→ EXERCISE REQUIREMENTS
Reproduce, character for character, the records between the line holding "Can you spot the boy's sneaker" and the line holding "[[325, 105]]", inclusive.

** START AVAILABLE DATA **

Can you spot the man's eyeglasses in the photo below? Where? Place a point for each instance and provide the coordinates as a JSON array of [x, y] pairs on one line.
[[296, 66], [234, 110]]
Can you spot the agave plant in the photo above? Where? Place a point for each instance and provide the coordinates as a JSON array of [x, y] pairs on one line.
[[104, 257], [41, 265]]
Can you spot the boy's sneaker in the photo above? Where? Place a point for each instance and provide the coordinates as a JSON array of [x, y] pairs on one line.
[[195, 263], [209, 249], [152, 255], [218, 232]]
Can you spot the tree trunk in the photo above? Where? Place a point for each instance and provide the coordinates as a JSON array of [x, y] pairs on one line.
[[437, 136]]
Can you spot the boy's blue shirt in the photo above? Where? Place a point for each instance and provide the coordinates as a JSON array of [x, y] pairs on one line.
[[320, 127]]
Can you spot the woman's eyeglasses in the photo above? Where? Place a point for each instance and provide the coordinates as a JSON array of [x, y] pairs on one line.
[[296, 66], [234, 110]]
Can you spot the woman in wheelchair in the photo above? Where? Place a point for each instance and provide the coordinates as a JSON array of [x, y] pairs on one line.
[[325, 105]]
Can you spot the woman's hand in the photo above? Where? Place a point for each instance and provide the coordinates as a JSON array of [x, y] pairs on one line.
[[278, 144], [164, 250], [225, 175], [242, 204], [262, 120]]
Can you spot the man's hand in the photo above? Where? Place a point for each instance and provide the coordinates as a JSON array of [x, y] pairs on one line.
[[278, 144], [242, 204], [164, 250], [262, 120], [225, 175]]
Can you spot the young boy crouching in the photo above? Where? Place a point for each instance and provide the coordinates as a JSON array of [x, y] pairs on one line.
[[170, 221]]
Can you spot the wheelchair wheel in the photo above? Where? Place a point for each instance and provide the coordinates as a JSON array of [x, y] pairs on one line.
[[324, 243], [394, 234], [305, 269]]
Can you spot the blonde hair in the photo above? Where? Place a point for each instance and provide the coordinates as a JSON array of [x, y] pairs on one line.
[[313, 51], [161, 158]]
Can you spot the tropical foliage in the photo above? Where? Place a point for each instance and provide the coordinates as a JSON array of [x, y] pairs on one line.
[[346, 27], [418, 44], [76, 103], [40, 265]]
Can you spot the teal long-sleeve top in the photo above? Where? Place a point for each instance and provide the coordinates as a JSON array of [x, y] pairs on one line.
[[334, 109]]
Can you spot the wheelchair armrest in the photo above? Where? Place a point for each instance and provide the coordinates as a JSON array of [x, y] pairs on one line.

** END AVAILABLE DATA **

→ FINISHED TASK
Can you spot the boy's sneaker in the photo above? Where? Place a point for each instance and provide the coordinates as a JSON array of [x, y] pairs on one line.
[[195, 263], [209, 249], [152, 255], [218, 232]]
Can you spot the tree trunk in the photo above? Where? Place a point for each instance and provide the coordinates as a JSON array of [x, y] pairs on one line.
[[437, 136]]
Can you spot the boy's blue shirt in the photo above? Where? Place a point for each instance and provide the coordinates as a JSON array of [x, y] pairs on one line.
[[320, 127]]
Can you spot the woman's eyeglasses in the photo above? Where? Place a point for each instance and provide the coordinates as a JSON array of [x, y] pairs on one line.
[[296, 66], [234, 110]]
Can you spot the woman in wheelchair in the photo above? Where? Place a point for each instance and provide the coordinates as a JSON array of [x, y] pairs on one line.
[[325, 105]]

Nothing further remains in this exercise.